Judge rules Obamacare unconstitutional
A federal judge in Texas has ruled that, due to changes in tax law last year that repealed the individual mandate to buy Obamacare insurance, the entire Affordable Care Act is unconstitutional.
The bombshell ruling by Judge Reed O'Connor will be appealed, and Obamacare will remain in effect during that process.
President Trump took to Twitter on Friday night to tout the judge's ruling while calling on congressional leaders to work on a new law, despite the chances of Congress passing a replacement law that both parties can agree being essentially zero.
"Now Congress must pass a STRONG law that provides GREAT healthcare and protects pre-existing conditions. Mitch and Nancy, get it done!" Trump tweeted, referring to Senate Majority Leader Mitch McConnell (R-Ky.) and expected incoming House Speaker Nancy Pelosi (D-Calif.).
O'Connor, an appointee of President George W. Bush, acknowledged in his ruling that health care is a "politically charged affair – inflaming emotions and testing civility."
But he added courts "are not tasked with, nor are they suited to, policymaking." Instead, he said they must determine what the Constitution requires. In this, case [sic] O'Connor said the Constitution does not allow the mandate to stand.

#### SOURCE DATA:
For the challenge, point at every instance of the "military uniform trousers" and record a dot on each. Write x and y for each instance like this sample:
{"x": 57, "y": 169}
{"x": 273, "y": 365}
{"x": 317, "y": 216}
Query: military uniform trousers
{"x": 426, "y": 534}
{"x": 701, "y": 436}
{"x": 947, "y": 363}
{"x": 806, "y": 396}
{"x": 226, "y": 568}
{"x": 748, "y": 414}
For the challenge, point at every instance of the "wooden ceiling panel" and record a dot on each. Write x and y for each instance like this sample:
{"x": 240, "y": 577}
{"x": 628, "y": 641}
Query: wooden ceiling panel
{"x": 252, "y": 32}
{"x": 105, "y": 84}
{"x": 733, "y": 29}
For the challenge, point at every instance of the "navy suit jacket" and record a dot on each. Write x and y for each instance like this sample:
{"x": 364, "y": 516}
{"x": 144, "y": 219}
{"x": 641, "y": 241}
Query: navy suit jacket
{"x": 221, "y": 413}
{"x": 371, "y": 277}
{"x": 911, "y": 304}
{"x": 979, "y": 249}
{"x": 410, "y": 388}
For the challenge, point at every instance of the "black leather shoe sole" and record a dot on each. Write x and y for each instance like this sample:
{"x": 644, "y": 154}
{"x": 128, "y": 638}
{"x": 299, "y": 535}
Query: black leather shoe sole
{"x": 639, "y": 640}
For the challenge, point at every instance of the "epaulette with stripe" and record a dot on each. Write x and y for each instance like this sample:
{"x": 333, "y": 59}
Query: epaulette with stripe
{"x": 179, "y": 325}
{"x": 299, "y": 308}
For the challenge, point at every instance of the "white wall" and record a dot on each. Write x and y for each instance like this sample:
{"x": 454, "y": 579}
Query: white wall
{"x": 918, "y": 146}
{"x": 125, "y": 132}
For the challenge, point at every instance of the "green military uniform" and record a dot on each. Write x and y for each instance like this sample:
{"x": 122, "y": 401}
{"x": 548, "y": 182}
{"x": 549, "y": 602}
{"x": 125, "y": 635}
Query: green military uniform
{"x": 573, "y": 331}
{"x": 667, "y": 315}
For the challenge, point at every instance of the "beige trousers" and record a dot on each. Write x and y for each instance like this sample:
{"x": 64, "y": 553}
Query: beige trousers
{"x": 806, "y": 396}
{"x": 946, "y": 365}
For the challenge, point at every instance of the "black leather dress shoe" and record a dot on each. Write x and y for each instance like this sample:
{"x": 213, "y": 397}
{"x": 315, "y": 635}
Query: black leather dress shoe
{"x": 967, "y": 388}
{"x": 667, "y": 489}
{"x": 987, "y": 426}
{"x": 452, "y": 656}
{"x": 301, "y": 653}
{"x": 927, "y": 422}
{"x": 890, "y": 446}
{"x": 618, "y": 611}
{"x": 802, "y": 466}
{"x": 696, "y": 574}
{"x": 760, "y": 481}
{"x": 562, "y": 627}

#### TASKS TO CARRY OUT:
a) Reproduce the passage of the Obamacare ruling article word for word, starting at "Judge rules Obamacare" and ending at "being essentially zero.".
b) Write the next part of the article on the judge's Obamacare ruling, picking up right after its final sentence.

#### ANSWERS TO THE EXERCISES:
a)
Judge rules Obamacare unconstitutional
A federal judge in Texas has ruled that, due to changes in tax law last year that repealed the individual mandate to buy Obamacare insurance, the entire Affordable Care Act is unconstitutional.
The bombshell ruling by Judge Reed O'Connor will be appealed, and Obamacare will remain in effect during that process.
President Trump took to Twitter on Friday night to tout the judge's ruling while calling on congressional leaders to work on a new law, despite the chances of Congress passing a replacement law that both parties can agree being essentially zero.

b)
The 2012 Supreme Court ruling declared that the mandate was a tax. But last year, Congress repealed the penalty for not buying insurance. The judge ruled that this means that the mandate is no longer a tax, and since the mandate cannot be separated from the entire ACA, the law itself is unconstitutional.
Legal experts in both parties have denounced that argument, saying it is obvious that Congress wanted the rest of the Affordable Care Act to remain when it repealed only the mandate penalty last year.
Democrats accused the judge of waiting until after the election to issue the ruling, saying he knew striking down the law before the election would harm Republicans.
The court case, brought by 20 GOP-led states, was at the center of this year's campaign after Democrats attacked Republicans for supporting the lawsuit and seeking to overturn ObamaCare's protections for pre-existing conditions.
The Trump administration, in a rare move, declined to defend the law in court and instead argued the pre-existing condition protections should be overturned.
Nicholas Bagley, a law professor at the University of Michigan, wrote on Twitter Friday night that he thinks the ruling does not prevent the Affordable Care Act from remaining in effect while the appeals process plays out, because there is no injunction from the court.
"Everyone should remain calm," he wrote.
The decision is an outlier, but it gives Congress an opportunity to redraw the entire ACA – without the insurance mandate or mandatory coverage that make policies so expensive. There is bipartisan sentiment to save the pre-existing conditions mandate, but beyond that, there is little the two sides agree upon.
From what we've seen over the years from the federal courts, this decision is likely to be reversed. But it is still an important statement that upholds constitutional principles – something that should have happened in 2012, when Chief Justice John Roberts inexplicably sided with liberal judges in upholding the mandate.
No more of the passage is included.